Given task:
Output the records exactly. Include every line.

Raw records:
☆ ☆ ☆ ☆ ☆ ☆ ☆

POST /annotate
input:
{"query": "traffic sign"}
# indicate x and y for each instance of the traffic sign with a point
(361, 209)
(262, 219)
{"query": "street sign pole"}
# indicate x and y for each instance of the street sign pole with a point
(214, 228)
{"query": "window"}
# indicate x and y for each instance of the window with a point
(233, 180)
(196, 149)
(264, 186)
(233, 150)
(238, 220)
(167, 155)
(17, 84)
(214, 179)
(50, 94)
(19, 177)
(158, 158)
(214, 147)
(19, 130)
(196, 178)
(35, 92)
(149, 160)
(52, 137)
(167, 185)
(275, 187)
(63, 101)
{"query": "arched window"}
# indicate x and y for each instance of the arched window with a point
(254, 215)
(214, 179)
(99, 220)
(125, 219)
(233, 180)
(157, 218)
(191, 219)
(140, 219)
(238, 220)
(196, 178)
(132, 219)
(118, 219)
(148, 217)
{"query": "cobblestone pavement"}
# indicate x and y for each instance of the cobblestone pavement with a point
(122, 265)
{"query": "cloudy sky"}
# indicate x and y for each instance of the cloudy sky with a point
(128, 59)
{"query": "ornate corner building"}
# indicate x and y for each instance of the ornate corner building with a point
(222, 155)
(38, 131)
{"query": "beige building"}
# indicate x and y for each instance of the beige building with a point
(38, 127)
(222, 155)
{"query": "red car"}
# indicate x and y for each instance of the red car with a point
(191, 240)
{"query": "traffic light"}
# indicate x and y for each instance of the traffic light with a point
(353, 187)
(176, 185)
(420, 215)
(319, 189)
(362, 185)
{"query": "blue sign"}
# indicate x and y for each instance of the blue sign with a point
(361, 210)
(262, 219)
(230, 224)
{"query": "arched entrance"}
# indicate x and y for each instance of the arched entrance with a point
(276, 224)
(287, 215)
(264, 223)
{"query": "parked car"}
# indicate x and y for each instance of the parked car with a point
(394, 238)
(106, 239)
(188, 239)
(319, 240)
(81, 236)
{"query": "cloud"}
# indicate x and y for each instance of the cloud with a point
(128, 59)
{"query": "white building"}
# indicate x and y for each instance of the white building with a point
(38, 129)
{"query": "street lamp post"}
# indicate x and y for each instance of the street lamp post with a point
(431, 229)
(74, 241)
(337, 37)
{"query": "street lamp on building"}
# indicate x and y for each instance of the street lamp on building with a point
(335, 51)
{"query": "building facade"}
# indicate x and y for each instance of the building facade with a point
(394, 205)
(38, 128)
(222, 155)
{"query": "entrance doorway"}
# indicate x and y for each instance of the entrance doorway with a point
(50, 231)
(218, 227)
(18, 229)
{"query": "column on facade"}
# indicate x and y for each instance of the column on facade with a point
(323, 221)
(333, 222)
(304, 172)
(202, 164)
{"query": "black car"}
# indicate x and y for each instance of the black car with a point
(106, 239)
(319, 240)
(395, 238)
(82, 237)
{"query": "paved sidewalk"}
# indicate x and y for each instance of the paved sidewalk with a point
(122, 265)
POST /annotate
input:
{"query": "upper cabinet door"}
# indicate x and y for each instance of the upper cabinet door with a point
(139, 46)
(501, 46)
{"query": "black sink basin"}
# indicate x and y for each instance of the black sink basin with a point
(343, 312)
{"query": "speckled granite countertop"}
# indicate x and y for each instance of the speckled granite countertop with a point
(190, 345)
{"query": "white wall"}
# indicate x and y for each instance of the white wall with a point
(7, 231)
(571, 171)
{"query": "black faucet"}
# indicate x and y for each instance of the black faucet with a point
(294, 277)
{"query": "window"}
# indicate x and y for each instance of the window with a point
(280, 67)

☆ ☆ ☆ ☆ ☆ ☆ ☆

Exercise response:
POST /annotate
input:
{"query": "traffic sign"}
# indicate x and y for each instance of the traffic sign with a point
(361, 209)
(262, 219)
{"query": "street sign pole"}
# indicate x and y for each instance of the street sign pole with a point
(214, 228)
{"query": "window"}
# indicate x and y for each instance of the window with a point
(233, 180)
(196, 149)
(264, 186)
(233, 150)
(238, 220)
(167, 155)
(17, 84)
(214, 179)
(50, 94)
(19, 177)
(158, 158)
(214, 147)
(19, 130)
(196, 178)
(35, 92)
(149, 160)
(52, 137)
(167, 185)
(275, 187)
(63, 101)
{"query": "arched window"}
# indicate x and y for each instance of the arched window with a point
(254, 215)
(214, 179)
(99, 220)
(125, 219)
(233, 180)
(157, 218)
(191, 219)
(140, 219)
(238, 220)
(196, 178)
(132, 219)
(118, 219)
(148, 217)
{"query": "cobblestone pavement"}
# indicate x and y for each instance of the cobblestone pavement with a point
(122, 265)
{"query": "cloudy sky"}
# indicate x and y for each instance of the cloudy sky with a point
(128, 59)
{"query": "ornate corner building"}
# indicate x and y for each instance of the ornate corner building with a point
(222, 155)
(38, 131)
{"query": "beige building"}
# indicate x and y for each instance of the beige building with a point
(38, 127)
(222, 155)
{"query": "red car"}
# indicate x and y for each instance of the red car with a point
(191, 240)
{"query": "traffic light"}
# indicate x and y for each instance of the traffic light with a point
(353, 187)
(176, 185)
(420, 215)
(319, 189)
(362, 185)
{"query": "blue sign"}
# indicate x and y for each instance of the blue sign with a point
(361, 210)
(262, 219)
(230, 224)
{"query": "arched entrance"}
# indicate x and y for each instance of the arched entrance with a point
(276, 224)
(287, 215)
(264, 223)
{"query": "parked car"}
# indicate x and y for each instance of the parked car with a point
(394, 238)
(106, 239)
(188, 239)
(319, 240)
(81, 236)
{"query": "cloud"}
# indicate x and y for each instance of the cloud with a point
(128, 59)
{"query": "white building"}
# indicate x and y for each instance of the white building with a point
(38, 129)
{"query": "street lamp post"}
# indicate x and y for each instance of the street lamp post with a point
(431, 229)
(74, 241)
(337, 37)
{"query": "street lamp on building"}
# indicate x and y for each instance of the street lamp on building with a point
(335, 51)
{"query": "building facade"}
# indicate x and y for each instance of the building facade with a point
(394, 205)
(38, 128)
(222, 155)
{"query": "entrance doorway"}
# indicate x and y for each instance of the entrance doorway with a point
(50, 231)
(218, 227)
(18, 229)
{"query": "column on facade"}
# indicate x and y for each instance of the column on facade with a point
(323, 221)
(333, 222)
(304, 172)
(202, 164)
{"query": "black car"}
# indicate x and y for each instance of the black car with a point
(106, 239)
(319, 240)
(395, 238)
(82, 237)
{"query": "paved sidewalk"}
# indicate x and y for each instance of the paved sidewalk with a point
(122, 265)
POST /annotate
input:
{"query": "upper cabinet door"}
# indicate x and y for each instance of the upper cabinet door with a point
(139, 46)
(501, 46)
{"query": "black sink basin"}
# indicate x and y for each instance of the black sink basin with a point
(343, 312)
{"query": "speckled granite countertop"}
# indicate x and y for each instance of the speckled granite countertop with a point
(190, 345)
{"query": "white wall"}
# indicate x and y for each instance of the white wall with a point
(7, 231)
(571, 171)
{"query": "black faucet"}
# indicate x and y for each instance of the black faucet with a point
(294, 277)
{"query": "window"}
# indicate x and y for each instance of the window with a point
(280, 67)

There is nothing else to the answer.